▶ [Explore the material]
1 > Answer these questions from the text on emphysematous osteomyelitis:
(a) Among the reported 35 cases, how many required multiple surgeries?
(b) What mortality rate is given for vertebral osteomyelitis?
(c) What do the authors state about conflict of interest?
2 > Return the part of the text on emphysematous osteomyelitis between "Therefore, our findings" and "of Interest (COI).", inclusive, copied with no changes.

▶ [Text excerpt]
Empiric treatment should include antibiotics with activities against the causal microbe. Unfortunately, the details regarding the optimal duration for administering antibiotics for the treatment of emphysematous osteomyelitis cases has not been elucidated in the pertinent literature, and thus no definitive conclusions can be made. However, the high level of surgical intervention and high mortality rate associated with emphysematous osteomyelitis are clearly evident (17). Surgical intervention should be considered for the treatment of acute osteomyelitis if abscess formation or radiologic evidence of necrosis is detected (26). Among the reported 35 cases, at least 19 cases (54%) required surgical intervention and four cases (11%) required multiple surgeries. There were 19 cases with abscesses. Our case did not have any abscess; therefore, no surgery was required. However, surgery was performed in three cases without any abscess for infectious source control, which led to a good prognosis. In contrast, surgery performed in three cases with abscesses resulted in a fatal outcome. Compared with vertebral osteomyelitis, with a mortality rate of 6% to 11%, emphysematous osteomyelitis was associated with a higher mortality rate (37%; 13 patients emphysematous osteomyelitis died in the hospital 56 days after diagnosis) (30-32).
Therefore, our findings suggest that an early diagnosis and immediate treatment, including effective antibiotics and surgical intervention, when indicated, are essential for preventing the potentially fatal consequences associated with emphysematous osteomyelitis.
The authors state that they have no Conflict of Interest (COI).

(Source records)

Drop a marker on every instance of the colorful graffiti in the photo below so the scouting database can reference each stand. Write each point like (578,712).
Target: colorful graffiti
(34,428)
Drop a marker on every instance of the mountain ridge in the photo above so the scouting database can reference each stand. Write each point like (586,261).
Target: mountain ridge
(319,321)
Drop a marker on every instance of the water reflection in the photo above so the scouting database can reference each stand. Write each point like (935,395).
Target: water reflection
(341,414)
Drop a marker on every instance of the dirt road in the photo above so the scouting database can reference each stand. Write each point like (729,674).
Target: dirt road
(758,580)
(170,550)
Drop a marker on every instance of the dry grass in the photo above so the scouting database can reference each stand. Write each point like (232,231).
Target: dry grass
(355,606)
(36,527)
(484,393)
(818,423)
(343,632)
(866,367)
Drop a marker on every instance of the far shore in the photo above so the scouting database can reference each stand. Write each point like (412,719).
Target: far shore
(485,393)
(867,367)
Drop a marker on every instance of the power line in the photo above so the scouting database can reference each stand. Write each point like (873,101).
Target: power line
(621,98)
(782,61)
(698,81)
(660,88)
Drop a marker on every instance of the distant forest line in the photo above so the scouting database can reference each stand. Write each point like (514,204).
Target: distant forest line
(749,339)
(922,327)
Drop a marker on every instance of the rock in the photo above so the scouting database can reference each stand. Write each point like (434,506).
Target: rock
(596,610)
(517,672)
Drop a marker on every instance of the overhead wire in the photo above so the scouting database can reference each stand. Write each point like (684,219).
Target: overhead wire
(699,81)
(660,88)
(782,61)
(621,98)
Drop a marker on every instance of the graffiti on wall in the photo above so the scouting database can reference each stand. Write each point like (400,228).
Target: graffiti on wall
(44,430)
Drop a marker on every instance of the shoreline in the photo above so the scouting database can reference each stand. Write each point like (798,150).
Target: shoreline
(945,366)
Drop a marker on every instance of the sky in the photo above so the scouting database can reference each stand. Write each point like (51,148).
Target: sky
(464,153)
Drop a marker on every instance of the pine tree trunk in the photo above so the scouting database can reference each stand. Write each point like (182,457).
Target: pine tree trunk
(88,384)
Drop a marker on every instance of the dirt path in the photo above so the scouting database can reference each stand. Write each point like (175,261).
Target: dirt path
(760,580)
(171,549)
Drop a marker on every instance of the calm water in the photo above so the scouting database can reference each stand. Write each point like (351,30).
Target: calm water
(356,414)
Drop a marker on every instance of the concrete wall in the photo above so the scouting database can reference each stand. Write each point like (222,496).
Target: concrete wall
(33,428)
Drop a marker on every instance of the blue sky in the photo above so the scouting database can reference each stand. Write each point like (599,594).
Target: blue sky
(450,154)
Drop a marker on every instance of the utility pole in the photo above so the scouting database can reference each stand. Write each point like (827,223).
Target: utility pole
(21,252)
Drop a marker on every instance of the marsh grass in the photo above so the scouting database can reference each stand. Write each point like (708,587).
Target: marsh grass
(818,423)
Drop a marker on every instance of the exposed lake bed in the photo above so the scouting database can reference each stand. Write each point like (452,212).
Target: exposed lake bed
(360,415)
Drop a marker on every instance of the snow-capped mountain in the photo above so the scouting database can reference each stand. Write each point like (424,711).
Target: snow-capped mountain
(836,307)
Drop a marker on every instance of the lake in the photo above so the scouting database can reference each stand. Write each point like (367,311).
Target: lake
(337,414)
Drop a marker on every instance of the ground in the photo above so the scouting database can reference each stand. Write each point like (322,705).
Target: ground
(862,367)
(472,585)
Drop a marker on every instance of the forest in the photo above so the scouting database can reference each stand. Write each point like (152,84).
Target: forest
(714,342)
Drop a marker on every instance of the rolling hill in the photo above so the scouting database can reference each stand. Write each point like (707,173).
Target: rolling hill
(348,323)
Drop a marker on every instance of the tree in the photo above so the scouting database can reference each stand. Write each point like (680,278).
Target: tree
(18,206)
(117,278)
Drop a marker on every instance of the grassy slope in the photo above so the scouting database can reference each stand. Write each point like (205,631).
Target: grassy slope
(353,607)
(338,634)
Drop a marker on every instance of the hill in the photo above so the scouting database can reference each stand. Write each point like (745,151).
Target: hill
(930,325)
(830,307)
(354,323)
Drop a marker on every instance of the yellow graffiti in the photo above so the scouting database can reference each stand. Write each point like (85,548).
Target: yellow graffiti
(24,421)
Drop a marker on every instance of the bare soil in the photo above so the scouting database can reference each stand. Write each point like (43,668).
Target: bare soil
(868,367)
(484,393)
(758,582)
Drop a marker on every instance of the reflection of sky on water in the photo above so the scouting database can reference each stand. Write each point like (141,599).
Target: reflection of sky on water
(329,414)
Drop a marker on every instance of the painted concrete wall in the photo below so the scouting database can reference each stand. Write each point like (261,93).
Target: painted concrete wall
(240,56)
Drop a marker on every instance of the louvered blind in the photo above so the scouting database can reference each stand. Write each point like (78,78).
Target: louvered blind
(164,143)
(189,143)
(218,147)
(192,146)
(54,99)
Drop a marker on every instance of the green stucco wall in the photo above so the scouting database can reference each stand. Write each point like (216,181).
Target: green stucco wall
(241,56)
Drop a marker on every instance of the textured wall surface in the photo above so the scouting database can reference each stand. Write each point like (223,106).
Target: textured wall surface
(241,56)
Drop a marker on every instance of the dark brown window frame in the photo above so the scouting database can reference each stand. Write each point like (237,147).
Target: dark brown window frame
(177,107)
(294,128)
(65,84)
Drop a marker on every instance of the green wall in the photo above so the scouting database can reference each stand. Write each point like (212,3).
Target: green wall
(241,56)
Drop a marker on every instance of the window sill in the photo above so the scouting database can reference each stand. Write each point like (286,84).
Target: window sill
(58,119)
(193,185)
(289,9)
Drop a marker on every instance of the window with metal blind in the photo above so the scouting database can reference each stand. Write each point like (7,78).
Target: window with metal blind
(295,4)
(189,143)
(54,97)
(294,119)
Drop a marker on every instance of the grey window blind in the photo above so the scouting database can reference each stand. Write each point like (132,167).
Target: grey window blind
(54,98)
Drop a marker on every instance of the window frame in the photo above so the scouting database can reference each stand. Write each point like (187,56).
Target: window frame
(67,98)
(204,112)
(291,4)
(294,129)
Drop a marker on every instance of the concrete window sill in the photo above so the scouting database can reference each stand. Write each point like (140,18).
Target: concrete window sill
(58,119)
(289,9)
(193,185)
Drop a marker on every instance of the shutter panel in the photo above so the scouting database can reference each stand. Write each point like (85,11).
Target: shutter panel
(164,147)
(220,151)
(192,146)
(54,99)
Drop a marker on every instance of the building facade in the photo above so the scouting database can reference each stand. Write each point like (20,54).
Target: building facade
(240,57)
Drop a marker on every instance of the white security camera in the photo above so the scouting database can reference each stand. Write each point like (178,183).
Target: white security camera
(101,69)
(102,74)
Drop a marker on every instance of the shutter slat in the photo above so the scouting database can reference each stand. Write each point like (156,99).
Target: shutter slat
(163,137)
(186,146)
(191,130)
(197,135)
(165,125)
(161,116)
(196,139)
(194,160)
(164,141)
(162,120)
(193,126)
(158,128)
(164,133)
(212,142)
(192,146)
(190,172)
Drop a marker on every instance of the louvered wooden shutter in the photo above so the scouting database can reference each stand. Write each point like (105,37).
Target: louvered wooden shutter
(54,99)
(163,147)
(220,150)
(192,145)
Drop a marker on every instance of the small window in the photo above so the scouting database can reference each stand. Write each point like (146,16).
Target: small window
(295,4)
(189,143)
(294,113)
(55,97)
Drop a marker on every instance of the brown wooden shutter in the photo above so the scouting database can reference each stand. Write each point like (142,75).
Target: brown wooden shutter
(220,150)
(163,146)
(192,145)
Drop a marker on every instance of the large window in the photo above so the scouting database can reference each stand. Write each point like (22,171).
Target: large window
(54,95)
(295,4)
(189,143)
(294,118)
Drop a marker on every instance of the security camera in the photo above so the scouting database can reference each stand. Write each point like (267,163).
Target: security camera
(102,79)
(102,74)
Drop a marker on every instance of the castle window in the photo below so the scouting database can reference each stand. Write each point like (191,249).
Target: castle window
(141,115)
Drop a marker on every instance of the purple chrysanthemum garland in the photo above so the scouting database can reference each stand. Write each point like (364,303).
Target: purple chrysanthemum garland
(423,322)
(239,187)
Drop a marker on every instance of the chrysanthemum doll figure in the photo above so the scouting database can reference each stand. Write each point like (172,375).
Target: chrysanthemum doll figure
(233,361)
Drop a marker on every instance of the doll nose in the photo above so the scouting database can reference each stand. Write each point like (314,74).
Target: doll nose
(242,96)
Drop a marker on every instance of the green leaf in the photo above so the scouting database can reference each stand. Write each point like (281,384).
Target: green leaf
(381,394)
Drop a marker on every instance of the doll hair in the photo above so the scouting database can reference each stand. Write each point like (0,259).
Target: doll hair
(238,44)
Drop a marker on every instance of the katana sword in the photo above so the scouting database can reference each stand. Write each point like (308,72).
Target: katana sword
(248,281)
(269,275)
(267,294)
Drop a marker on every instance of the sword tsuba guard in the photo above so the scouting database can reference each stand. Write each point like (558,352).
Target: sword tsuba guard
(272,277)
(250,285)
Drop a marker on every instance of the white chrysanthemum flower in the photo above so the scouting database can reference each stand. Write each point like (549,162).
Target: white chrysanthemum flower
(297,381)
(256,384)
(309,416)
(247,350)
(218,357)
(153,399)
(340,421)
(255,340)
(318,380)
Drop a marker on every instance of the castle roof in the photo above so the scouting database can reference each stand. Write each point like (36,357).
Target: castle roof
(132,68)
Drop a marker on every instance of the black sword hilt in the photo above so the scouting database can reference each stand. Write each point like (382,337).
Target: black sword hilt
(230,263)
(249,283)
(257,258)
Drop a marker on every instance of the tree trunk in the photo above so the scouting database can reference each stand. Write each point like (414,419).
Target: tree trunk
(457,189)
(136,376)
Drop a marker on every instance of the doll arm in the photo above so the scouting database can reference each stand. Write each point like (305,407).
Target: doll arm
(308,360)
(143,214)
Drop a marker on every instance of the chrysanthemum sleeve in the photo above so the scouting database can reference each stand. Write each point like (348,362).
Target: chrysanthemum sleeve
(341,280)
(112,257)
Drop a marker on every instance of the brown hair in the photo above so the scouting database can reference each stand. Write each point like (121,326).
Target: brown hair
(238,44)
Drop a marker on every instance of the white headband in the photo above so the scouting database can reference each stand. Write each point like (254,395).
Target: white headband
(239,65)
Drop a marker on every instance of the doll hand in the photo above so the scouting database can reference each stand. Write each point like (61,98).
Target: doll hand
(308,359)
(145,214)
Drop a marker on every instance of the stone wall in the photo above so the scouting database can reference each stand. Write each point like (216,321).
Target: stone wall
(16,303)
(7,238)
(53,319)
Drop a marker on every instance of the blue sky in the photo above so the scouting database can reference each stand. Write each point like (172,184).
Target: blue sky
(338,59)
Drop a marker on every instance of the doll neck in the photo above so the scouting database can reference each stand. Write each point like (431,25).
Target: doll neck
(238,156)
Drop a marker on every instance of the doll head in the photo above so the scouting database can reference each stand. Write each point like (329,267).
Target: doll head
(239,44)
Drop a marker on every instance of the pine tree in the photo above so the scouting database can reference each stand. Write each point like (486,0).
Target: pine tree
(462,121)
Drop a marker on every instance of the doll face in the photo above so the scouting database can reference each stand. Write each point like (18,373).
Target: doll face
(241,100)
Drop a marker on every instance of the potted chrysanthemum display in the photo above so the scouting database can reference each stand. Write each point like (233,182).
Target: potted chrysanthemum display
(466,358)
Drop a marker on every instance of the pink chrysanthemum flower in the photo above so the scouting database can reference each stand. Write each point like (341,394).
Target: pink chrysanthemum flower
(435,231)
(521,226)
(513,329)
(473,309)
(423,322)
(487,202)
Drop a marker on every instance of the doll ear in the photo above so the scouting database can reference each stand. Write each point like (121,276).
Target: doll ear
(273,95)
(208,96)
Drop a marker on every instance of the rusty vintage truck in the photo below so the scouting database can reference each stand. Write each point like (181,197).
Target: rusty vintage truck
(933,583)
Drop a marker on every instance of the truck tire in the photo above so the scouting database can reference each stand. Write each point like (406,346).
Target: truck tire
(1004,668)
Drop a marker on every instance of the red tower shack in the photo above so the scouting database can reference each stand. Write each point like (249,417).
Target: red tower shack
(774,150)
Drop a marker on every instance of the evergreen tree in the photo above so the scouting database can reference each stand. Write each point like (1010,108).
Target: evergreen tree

▶ [Answers for the exercise]
1 >
(a) Four cases (11%).
(b) 6% to 11%.
(c) They have no Conflict of Interest (COI).

2 >
Therefore, our findings suggest that an early diagnosis and immediate treatment, including effective antibiotics and surgical intervention, when indicated, are essential for preventing the potentially fatal consequences associated with emphysematous osteomyelitis.
The authors state that they have no Conflict of Interest (COI).